## BRONTEKST
====================
Aan de Vlaamse hogescholen is een hoofddoek geen punt. Maar het werkveld staat minder open voor stagiairs en sociale professionals die een hoofddoek dragen. “Wat baat het dat wij competente mensen opleiden als het werkveld hen nadien weigert?”

15 november 2021, Sociaal.net

Onaangename verrassing

Eens sociale professionals met een hoofddoek afstuderen, komen ze wel eens voor een onaangename verrassing te staan: ze lopen een job mis omwille van hun hoofddoek. Het overkwam ook Zakia Kodaiberdi die dit jaar afstudeerde als sociaal werker aan de Thomas More Hogeschool in Geel.

Zakia solliciteerde als gezinsbegeleider bij een belangrijke speler in de jeugdhulp. Zowel tijdens het eerste als tweede sollicitatiegesprek kreeg ze vragen over haar hoofddoek. “Ze vroegen hoe ik vanuit een neutrale organisatie hulpverlening kan bieden met een hoofddoek”, vertelt Zakia.

“Wat is neutraal? Mensen zijn niet neutraal, ze hebben hun achtergrond, levenservaring en betekeniskader”, zegt Zakia. “Dat ik een hoofddoek draag, betekent niet dat ik anderen wil bekeren. Ik bied hulp vanuit de cliënt en wat die nodig heeft. Empathie en respect zijn daarbij belangrijk.”

Oncomfortabel

“Je gaat op zoek naar het betekeniskader van de cliënt en alle betrokkenen: ouders, kinderen en samenleving. Wij hebben in de opleiding en tijdens de stage geleerd om ons eigen betekeniskader te leren kennen en los te laten”, gaat Zakia verder. “En als cliënten vragen zouden hebben over mijn hoofddoek, het niet begrijpen of er oncomfortabel bij zijn, dan heb ik geen schrik om het gesprek aan te gaan.”

“Ik dacht dat ik de betrokken organisatie getoond had dat ik met mijn hoofddoek wel een verschil zou kunnen maken. Dat de cliënten er geen last van zouden ondervinden. Daarom kwam het hard aan toen ze me opbelden om me te feliciteren dat ik in de laatste ronde zat maar tegelijk vroegen of ik echt aan mijn hoofddoek wilde vasthouden. Ik was een sterke kandidaat, maar voor hen was de functie niet te rijmen met een hoofddoek.”
====================
## AANGELEVERDE GEGEVENS
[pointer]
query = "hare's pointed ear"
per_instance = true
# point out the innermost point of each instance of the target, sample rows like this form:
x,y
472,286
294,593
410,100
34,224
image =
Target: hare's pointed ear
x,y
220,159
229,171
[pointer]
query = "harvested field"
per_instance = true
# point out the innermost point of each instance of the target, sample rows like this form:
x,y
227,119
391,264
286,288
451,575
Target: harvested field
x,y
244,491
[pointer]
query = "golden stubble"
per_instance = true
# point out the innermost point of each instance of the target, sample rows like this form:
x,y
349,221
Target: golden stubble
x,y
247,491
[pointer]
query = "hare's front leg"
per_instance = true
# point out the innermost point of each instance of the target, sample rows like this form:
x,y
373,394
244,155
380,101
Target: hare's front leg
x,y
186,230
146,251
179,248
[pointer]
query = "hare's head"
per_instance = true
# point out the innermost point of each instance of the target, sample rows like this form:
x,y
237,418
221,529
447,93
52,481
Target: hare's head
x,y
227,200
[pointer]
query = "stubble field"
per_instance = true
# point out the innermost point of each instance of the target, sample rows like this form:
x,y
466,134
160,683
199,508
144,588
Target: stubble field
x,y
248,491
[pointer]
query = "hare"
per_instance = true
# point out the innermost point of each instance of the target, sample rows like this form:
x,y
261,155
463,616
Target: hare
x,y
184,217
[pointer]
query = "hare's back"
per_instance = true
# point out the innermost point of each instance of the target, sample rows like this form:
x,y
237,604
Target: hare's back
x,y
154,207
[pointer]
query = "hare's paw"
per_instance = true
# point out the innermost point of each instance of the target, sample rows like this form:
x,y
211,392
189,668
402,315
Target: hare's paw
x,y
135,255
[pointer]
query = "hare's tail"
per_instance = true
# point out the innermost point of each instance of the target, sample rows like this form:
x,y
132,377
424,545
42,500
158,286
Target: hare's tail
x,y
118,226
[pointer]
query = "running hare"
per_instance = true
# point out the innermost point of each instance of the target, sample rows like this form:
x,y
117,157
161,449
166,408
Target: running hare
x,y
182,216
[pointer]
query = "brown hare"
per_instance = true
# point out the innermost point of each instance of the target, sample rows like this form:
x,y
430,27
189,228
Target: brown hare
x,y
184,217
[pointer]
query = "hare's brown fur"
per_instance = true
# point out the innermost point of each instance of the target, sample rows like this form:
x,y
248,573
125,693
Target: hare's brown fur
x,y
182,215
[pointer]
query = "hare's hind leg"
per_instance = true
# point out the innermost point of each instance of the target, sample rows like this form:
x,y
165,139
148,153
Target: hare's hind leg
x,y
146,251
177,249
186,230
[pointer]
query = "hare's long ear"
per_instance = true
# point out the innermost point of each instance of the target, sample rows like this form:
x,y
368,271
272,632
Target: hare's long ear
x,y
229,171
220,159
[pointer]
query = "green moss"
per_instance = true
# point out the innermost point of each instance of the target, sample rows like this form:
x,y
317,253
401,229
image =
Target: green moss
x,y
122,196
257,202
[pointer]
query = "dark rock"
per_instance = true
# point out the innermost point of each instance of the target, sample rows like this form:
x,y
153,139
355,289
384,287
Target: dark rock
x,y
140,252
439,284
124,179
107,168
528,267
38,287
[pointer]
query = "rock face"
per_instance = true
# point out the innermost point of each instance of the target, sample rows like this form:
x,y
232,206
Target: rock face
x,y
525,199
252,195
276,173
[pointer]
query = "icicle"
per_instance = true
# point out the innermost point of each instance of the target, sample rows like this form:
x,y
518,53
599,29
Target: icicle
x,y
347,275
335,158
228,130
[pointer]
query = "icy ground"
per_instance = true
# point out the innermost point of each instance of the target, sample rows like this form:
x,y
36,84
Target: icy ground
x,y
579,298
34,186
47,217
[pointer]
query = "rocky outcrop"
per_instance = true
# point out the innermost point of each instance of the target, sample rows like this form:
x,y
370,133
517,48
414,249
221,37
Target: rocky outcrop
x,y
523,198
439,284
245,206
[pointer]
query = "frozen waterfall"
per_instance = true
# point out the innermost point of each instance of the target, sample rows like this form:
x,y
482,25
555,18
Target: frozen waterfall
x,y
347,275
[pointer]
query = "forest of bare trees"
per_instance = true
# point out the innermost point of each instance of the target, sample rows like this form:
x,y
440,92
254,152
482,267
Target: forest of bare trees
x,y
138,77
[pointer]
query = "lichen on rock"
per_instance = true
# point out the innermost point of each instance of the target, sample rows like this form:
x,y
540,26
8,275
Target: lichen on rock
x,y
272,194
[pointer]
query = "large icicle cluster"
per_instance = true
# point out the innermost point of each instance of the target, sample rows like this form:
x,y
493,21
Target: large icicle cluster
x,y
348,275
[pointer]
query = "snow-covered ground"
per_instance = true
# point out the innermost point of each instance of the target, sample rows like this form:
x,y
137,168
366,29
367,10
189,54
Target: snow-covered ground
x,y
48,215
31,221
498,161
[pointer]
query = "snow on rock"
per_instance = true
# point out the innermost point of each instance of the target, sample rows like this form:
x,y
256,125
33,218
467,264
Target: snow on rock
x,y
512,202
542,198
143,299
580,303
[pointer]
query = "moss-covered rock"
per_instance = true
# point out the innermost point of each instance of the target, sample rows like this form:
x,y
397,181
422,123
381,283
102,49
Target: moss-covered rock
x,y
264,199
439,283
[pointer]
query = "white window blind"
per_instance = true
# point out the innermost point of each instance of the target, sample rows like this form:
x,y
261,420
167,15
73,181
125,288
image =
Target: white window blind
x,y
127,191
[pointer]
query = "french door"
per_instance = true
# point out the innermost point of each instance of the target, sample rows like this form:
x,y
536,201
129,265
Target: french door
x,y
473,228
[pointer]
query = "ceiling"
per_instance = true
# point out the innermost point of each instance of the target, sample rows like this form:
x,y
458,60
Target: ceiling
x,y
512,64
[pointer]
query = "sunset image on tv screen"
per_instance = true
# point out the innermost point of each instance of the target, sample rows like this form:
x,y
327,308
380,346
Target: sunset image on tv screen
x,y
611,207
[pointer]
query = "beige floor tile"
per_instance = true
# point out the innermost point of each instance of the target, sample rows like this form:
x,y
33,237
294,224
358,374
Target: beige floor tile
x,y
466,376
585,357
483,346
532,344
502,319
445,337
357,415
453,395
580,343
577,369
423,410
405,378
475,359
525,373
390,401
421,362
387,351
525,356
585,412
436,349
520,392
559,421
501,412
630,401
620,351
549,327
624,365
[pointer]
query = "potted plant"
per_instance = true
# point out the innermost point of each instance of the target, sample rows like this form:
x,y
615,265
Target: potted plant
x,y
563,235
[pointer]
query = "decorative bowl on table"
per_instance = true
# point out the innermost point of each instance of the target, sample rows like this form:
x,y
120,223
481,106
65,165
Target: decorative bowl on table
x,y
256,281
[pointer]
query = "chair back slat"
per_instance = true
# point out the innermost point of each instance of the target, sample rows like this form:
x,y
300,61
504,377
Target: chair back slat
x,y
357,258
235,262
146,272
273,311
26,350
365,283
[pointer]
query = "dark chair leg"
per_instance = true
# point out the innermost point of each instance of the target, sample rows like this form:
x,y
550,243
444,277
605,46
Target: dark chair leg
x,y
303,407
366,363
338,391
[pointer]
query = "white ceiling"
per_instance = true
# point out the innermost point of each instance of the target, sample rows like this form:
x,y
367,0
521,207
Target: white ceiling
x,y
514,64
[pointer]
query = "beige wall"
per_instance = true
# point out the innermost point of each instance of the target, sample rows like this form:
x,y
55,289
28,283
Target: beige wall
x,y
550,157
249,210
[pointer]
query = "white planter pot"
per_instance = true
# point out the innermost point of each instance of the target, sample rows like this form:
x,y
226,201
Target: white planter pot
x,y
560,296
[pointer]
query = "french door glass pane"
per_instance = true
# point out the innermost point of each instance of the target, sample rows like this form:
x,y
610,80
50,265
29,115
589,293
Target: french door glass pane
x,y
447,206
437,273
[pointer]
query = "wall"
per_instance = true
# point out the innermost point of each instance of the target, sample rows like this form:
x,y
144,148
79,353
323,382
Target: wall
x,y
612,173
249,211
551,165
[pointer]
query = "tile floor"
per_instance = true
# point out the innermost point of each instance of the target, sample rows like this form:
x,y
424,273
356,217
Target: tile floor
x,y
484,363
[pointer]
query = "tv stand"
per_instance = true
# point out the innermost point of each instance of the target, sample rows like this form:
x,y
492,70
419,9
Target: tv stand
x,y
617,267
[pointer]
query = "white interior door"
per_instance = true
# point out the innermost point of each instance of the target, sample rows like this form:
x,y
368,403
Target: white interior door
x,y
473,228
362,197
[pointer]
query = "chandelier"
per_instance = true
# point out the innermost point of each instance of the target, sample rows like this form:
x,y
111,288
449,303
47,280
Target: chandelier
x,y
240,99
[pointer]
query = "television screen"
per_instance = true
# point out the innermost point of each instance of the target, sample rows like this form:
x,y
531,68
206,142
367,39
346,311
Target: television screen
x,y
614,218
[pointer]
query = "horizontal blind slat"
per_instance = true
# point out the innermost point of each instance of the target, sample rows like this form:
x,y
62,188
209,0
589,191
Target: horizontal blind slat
====================
## SCHRIFTELIJKE OPDRACHT 1
Voor welke functie solliciteerde Zakia volgens het artikel?
## SCHRIFTELIJKE OPDRACHT 2
Herhaal letterlijk het deel van het artikel dat begint bij de woorden "Aan de Vlaamse" en eindigt met "Hogeschool in Geel.".
De regels hierboven staan los van het artikel.

## RESULTAAT OEFENING 1
Ze solliciteerde als gezinsbegeleider bij een belangrijke speler in de jeugdhulp.

## RESULTAAT OEFENING 2
Aan de Vlaamse hogescholen is een hoofddoek geen punt. Maar het werkveld staat minder open voor stagiairs en sociale professionals die een hoofddoek dragen. “Wat baat het dat wij competente mensen opleiden als het werkveld hen nadien weigert?”

15 november 2021, Sociaal.net

Onaangename verrassing

Eens sociale professionals met een hoofddoek afstuderen, komen ze wel eens voor een onaangename verrassing te staan: ze lopen een job mis omwille van hun hoofddoek. Het overkwam ook Zakia Kodaiberdi die dit jaar afstudeerde als sociaal werker aan de Thomas More Hogeschool in Geel.